**** Data shown ****
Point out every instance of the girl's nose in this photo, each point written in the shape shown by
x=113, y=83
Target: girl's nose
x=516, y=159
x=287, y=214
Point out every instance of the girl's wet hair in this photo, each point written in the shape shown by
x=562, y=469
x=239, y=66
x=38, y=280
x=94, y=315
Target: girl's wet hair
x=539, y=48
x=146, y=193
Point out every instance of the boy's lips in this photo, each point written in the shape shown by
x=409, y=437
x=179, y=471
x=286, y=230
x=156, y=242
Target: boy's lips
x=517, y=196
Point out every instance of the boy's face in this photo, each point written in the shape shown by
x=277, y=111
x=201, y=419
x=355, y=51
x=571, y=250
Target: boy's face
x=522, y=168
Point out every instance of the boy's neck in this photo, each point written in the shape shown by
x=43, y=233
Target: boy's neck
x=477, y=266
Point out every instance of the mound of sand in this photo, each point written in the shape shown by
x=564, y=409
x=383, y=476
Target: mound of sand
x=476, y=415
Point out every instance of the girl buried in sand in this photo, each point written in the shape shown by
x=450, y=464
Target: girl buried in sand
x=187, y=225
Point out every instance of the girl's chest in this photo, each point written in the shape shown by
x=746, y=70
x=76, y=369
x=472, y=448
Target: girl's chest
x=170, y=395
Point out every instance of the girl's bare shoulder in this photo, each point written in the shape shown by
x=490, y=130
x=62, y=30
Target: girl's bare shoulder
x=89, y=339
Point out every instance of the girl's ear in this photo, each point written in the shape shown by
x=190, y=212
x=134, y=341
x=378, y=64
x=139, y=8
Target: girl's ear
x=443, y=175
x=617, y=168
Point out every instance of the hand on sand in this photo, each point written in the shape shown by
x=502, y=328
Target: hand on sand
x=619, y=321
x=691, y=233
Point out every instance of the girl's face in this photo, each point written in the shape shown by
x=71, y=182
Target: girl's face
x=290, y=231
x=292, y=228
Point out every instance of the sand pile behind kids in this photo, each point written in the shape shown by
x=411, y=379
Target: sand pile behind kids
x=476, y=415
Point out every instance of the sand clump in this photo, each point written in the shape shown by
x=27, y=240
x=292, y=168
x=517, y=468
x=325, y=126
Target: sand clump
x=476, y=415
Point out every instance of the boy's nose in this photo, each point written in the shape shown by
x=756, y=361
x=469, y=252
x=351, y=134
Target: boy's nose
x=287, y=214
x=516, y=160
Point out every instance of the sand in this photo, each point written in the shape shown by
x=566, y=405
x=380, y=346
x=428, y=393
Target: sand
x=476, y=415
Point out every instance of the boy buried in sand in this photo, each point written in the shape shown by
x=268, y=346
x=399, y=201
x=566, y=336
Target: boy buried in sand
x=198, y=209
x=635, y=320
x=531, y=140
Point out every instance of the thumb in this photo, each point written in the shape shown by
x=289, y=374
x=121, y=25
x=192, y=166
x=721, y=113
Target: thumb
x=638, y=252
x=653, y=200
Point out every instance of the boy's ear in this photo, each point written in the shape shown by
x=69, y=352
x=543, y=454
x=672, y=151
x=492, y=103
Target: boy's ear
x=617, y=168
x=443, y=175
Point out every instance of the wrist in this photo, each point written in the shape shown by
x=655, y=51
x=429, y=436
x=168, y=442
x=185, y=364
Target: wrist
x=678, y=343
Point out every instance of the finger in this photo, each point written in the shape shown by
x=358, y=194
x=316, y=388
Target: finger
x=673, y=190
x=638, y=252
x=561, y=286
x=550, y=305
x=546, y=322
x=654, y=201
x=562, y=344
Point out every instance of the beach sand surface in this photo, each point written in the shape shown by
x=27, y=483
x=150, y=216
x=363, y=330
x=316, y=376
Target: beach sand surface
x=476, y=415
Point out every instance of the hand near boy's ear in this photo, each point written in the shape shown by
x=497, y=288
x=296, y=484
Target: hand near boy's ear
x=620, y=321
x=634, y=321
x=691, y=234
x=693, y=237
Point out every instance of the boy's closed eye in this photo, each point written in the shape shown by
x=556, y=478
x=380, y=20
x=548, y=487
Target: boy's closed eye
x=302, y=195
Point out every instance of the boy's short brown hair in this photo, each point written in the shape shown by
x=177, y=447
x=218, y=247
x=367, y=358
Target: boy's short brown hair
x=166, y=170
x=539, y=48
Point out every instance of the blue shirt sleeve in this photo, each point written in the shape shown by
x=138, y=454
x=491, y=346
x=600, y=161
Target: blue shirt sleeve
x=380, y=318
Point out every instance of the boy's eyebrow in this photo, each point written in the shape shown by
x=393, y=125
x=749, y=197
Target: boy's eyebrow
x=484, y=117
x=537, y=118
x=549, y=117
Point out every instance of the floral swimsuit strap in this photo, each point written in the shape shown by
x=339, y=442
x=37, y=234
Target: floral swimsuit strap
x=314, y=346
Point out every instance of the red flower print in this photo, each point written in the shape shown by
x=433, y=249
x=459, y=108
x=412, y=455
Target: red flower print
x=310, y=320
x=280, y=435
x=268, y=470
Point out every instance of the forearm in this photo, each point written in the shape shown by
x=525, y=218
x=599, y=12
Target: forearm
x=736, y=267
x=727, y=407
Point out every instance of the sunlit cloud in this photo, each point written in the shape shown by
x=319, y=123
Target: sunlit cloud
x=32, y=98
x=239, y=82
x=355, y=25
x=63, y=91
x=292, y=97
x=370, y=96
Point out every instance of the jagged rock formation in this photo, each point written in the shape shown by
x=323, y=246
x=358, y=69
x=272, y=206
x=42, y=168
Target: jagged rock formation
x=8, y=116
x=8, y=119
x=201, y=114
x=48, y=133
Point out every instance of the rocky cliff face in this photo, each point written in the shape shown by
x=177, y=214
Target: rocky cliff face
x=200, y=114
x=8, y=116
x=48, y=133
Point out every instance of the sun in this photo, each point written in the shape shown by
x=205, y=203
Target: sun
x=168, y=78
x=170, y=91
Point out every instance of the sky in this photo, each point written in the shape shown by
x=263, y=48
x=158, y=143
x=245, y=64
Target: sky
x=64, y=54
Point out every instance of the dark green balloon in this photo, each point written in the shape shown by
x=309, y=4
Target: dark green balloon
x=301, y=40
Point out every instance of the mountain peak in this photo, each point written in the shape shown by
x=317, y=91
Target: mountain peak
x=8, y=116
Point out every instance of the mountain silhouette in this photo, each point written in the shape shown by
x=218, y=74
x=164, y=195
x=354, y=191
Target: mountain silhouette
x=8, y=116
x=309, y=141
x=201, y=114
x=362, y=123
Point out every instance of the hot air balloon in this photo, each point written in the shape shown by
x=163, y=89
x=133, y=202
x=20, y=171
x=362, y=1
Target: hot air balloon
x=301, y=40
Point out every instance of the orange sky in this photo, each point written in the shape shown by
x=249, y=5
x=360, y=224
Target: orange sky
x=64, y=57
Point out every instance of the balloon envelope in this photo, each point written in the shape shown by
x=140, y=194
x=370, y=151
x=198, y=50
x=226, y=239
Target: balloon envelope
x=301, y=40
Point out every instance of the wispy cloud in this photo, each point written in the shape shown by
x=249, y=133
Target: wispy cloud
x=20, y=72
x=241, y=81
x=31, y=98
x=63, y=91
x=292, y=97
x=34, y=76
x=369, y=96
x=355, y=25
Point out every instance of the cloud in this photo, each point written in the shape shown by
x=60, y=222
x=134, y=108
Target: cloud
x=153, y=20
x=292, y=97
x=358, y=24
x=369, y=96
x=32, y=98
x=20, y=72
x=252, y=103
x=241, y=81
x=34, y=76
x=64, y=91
****
#### Exercise task
Rewrite the stretch of data from the line containing "Point out every instance of the finger" through the line containing "x=562, y=344", changing "finger" to "thumb" and keeping everything else unchanged. Give only those lines.

#### Full response
Point out every instance of the thumb in this photo, each point written in the shape shown by
x=358, y=194
x=316, y=388
Target: thumb
x=673, y=190
x=638, y=252
x=561, y=286
x=550, y=305
x=546, y=322
x=654, y=201
x=562, y=344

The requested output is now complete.